Work instructions
Report how many lines in the listing below contain the string "aircraft", with case counting, and give only the number.

Recorded data

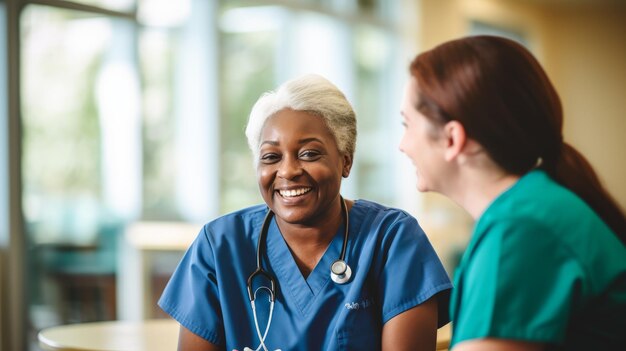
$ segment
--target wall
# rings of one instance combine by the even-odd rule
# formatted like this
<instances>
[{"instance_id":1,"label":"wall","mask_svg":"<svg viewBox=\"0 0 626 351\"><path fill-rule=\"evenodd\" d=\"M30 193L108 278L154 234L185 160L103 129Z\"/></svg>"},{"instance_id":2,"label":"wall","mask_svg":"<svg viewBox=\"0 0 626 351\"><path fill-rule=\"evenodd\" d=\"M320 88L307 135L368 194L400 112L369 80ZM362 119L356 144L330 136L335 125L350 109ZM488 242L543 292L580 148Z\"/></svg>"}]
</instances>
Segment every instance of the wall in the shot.
<instances>
[{"instance_id":1,"label":"wall","mask_svg":"<svg viewBox=\"0 0 626 351\"><path fill-rule=\"evenodd\" d=\"M561 96L565 140L626 209L626 3L421 0L418 13L422 50L466 35L472 20L524 32ZM423 202L420 223L450 268L473 221L442 196Z\"/></svg>"}]
</instances>

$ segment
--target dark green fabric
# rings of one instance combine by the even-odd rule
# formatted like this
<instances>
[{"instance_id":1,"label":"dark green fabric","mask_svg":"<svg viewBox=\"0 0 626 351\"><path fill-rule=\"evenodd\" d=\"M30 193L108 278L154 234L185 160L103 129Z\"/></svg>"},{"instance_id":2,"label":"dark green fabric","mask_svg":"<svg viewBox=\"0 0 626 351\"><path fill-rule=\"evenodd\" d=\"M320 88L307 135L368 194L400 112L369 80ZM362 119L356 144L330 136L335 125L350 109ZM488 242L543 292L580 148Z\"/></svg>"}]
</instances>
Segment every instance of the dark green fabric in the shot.
<instances>
[{"instance_id":1,"label":"dark green fabric","mask_svg":"<svg viewBox=\"0 0 626 351\"><path fill-rule=\"evenodd\" d=\"M580 198L532 171L476 223L451 317L452 345L493 337L626 350L626 248Z\"/></svg>"}]
</instances>

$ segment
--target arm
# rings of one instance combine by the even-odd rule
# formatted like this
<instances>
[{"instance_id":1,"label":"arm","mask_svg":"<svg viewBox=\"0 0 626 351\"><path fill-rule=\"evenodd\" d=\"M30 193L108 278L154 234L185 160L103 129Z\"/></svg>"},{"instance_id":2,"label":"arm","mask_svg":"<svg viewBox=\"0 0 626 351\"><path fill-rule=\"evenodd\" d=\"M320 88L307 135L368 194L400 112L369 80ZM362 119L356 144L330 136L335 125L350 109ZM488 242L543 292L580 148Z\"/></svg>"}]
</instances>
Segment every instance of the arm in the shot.
<instances>
[{"instance_id":1,"label":"arm","mask_svg":"<svg viewBox=\"0 0 626 351\"><path fill-rule=\"evenodd\" d=\"M178 333L178 351L222 351L222 349L181 325Z\"/></svg>"},{"instance_id":2,"label":"arm","mask_svg":"<svg viewBox=\"0 0 626 351\"><path fill-rule=\"evenodd\" d=\"M434 350L437 343L437 296L407 310L385 323L383 351Z\"/></svg>"},{"instance_id":3,"label":"arm","mask_svg":"<svg viewBox=\"0 0 626 351\"><path fill-rule=\"evenodd\" d=\"M453 351L541 351L545 345L507 339L475 339L459 343Z\"/></svg>"}]
</instances>

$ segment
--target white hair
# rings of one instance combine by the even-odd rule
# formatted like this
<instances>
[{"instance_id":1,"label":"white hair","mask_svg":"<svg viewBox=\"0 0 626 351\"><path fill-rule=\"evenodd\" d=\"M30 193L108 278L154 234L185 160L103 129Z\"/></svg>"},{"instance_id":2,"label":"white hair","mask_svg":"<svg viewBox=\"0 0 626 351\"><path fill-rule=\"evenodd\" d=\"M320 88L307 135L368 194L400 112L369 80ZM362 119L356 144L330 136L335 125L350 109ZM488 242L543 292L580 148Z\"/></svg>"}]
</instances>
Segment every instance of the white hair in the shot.
<instances>
[{"instance_id":1,"label":"white hair","mask_svg":"<svg viewBox=\"0 0 626 351\"><path fill-rule=\"evenodd\" d=\"M344 94L326 78L309 74L283 83L274 92L261 95L252 107L246 137L258 164L261 132L268 118L284 109L320 116L335 137L340 153L354 155L356 116Z\"/></svg>"}]
</instances>

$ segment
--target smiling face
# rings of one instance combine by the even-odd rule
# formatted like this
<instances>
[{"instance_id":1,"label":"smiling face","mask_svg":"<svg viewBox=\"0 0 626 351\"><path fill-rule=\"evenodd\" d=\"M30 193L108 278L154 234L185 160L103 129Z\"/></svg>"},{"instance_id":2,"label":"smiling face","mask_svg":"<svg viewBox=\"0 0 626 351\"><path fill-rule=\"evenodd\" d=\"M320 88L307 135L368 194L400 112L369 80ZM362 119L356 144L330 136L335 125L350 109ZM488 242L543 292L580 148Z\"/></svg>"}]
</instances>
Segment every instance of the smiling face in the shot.
<instances>
[{"instance_id":1,"label":"smiling face","mask_svg":"<svg viewBox=\"0 0 626 351\"><path fill-rule=\"evenodd\" d=\"M404 134L400 151L415 166L417 190L441 191L441 183L446 176L443 156L445 141L439 137L439 129L417 110L417 103L417 82L411 79L405 88L402 102Z\"/></svg>"},{"instance_id":2,"label":"smiling face","mask_svg":"<svg viewBox=\"0 0 626 351\"><path fill-rule=\"evenodd\" d=\"M279 111L266 121L259 151L259 189L279 221L315 226L339 212L352 156L338 150L321 117Z\"/></svg>"}]
</instances>

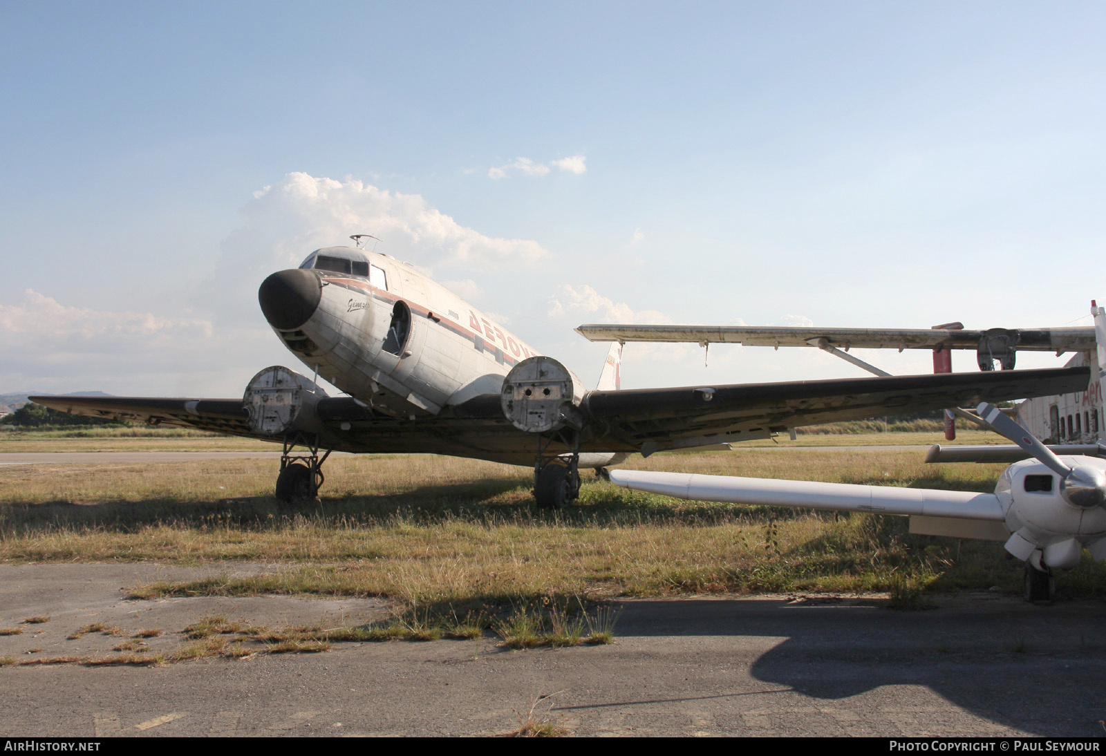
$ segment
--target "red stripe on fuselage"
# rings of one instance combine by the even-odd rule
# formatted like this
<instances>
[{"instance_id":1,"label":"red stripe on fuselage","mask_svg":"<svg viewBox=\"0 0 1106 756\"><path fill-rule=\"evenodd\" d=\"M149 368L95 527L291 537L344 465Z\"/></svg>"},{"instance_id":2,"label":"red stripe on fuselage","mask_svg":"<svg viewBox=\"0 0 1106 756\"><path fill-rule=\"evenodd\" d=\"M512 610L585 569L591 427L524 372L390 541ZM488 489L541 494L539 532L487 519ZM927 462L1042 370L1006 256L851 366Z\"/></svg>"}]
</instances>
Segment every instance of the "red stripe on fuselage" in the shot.
<instances>
[{"instance_id":1,"label":"red stripe on fuselage","mask_svg":"<svg viewBox=\"0 0 1106 756\"><path fill-rule=\"evenodd\" d=\"M510 363L511 365L518 365L519 361L521 361L519 358L517 358L517 357L514 357L514 356L511 355L511 351L509 350L509 346L505 343L503 344L502 348L500 348L500 346L498 344L495 344L495 338L494 337L489 338L482 332L481 333L472 332L471 329L466 328L461 324L456 323L448 315L435 315L434 317L430 317L430 315L432 314L432 311L428 309L427 307L424 307L422 305L420 305L420 304L418 304L416 302L411 302L408 298L405 298L405 297L401 297L401 296L397 296L395 294L392 294L392 293L387 292L386 290L378 288L376 286L373 286L369 283L364 282L364 281L358 281L357 279L346 279L346 277L334 277L334 279L332 279L332 277L323 276L323 281L325 281L325 282L327 282L330 284L334 284L336 286L341 286L343 288L347 288L349 291L363 292L363 293L368 294L369 296L373 296L373 297L375 297L377 300L380 300L383 302L390 302L393 305L395 305L395 303L399 302L399 301L406 302L407 306L410 307L410 309L411 309L413 313L417 313L418 315L421 315L422 317L427 318L431 323L436 323L436 324L438 324L439 326L441 326L444 328L448 328L449 330L452 330L458 336L461 336L465 339L467 339L469 342L472 342L473 345L476 344L476 339L478 337L481 340L483 340L483 342L490 342L492 344L492 346L494 346L499 351L501 351L503 354L503 361ZM499 330L500 335L503 335L502 329L497 328L497 330ZM504 342L505 340L507 339L504 339ZM519 344L519 349L522 350L523 354L525 354L525 353L529 351L530 354L528 356L530 356L530 357L533 357L534 355L539 354L536 351L532 351L532 350L528 349L526 347L522 346L521 344Z\"/></svg>"}]
</instances>

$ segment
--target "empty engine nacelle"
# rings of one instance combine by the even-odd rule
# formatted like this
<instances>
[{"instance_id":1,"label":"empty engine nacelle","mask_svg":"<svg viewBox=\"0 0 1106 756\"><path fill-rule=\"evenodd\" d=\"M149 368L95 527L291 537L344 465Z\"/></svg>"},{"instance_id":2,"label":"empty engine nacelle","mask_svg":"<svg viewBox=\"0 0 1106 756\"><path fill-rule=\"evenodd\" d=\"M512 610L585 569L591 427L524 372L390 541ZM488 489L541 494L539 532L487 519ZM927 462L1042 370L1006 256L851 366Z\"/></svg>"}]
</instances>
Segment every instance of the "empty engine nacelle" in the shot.
<instances>
[{"instance_id":1,"label":"empty engine nacelle","mask_svg":"<svg viewBox=\"0 0 1106 756\"><path fill-rule=\"evenodd\" d=\"M507 374L500 403L519 430L544 433L583 426L580 378L552 357L528 357Z\"/></svg>"},{"instance_id":2,"label":"empty engine nacelle","mask_svg":"<svg viewBox=\"0 0 1106 756\"><path fill-rule=\"evenodd\" d=\"M250 379L242 405L250 413L254 433L282 435L291 431L320 432L323 424L315 412L326 392L295 370L274 365Z\"/></svg>"}]
</instances>

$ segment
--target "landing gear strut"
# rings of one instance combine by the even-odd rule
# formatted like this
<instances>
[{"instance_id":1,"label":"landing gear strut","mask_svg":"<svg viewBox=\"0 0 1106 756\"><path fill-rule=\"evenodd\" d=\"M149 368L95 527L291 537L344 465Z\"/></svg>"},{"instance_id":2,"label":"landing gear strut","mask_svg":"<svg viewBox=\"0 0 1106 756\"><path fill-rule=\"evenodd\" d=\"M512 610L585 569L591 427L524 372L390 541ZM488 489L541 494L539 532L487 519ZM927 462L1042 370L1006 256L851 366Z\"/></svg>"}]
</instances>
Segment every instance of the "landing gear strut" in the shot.
<instances>
[{"instance_id":1,"label":"landing gear strut","mask_svg":"<svg viewBox=\"0 0 1106 756\"><path fill-rule=\"evenodd\" d=\"M1025 563L1025 600L1033 603L1051 603L1056 596L1056 580L1050 569L1037 569Z\"/></svg>"},{"instance_id":2,"label":"landing gear strut","mask_svg":"<svg viewBox=\"0 0 1106 756\"><path fill-rule=\"evenodd\" d=\"M296 451L296 447L301 447ZM276 475L276 498L282 502L304 503L315 500L323 481L323 462L331 451L319 455L319 437L314 433L294 433L284 437Z\"/></svg>"},{"instance_id":3,"label":"landing gear strut","mask_svg":"<svg viewBox=\"0 0 1106 756\"><path fill-rule=\"evenodd\" d=\"M549 448L561 441L572 452L551 454ZM580 433L564 430L550 438L538 437L538 458L534 461L534 497L541 510L560 510L571 505L580 495Z\"/></svg>"}]
</instances>

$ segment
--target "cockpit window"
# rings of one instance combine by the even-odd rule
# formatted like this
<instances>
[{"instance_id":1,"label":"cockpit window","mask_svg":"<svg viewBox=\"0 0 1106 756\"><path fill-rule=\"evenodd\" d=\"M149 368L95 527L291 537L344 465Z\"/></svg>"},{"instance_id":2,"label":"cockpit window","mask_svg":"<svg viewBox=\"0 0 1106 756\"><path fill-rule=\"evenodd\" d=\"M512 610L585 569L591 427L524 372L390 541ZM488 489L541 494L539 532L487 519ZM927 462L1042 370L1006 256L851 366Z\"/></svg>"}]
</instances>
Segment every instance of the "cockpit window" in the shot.
<instances>
[{"instance_id":1,"label":"cockpit window","mask_svg":"<svg viewBox=\"0 0 1106 756\"><path fill-rule=\"evenodd\" d=\"M333 271L334 273L345 273L346 275L359 275L371 279L374 285L387 288L383 283L377 283L377 277L384 276L384 271L376 265L369 265L368 261L359 254L356 256L345 256L338 254L321 254L322 250L316 250L307 255L306 260L300 263L301 269L315 269L316 271ZM372 273L369 269L372 267Z\"/></svg>"},{"instance_id":2,"label":"cockpit window","mask_svg":"<svg viewBox=\"0 0 1106 756\"><path fill-rule=\"evenodd\" d=\"M1025 491L1027 493L1051 493L1052 475L1026 475Z\"/></svg>"},{"instance_id":3,"label":"cockpit window","mask_svg":"<svg viewBox=\"0 0 1106 756\"><path fill-rule=\"evenodd\" d=\"M334 271L335 273L349 273L349 262L344 258L332 258L327 254L321 254L315 258L315 270L316 271Z\"/></svg>"}]
</instances>

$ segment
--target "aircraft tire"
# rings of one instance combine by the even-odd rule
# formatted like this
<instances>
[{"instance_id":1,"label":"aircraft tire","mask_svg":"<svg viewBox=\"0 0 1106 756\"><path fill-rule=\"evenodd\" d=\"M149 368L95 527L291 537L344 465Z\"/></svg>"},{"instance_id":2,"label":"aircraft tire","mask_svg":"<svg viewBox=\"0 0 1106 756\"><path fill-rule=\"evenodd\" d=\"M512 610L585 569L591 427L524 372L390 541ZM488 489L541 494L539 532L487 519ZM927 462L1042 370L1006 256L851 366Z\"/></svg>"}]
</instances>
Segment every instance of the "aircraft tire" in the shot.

Answer in full
3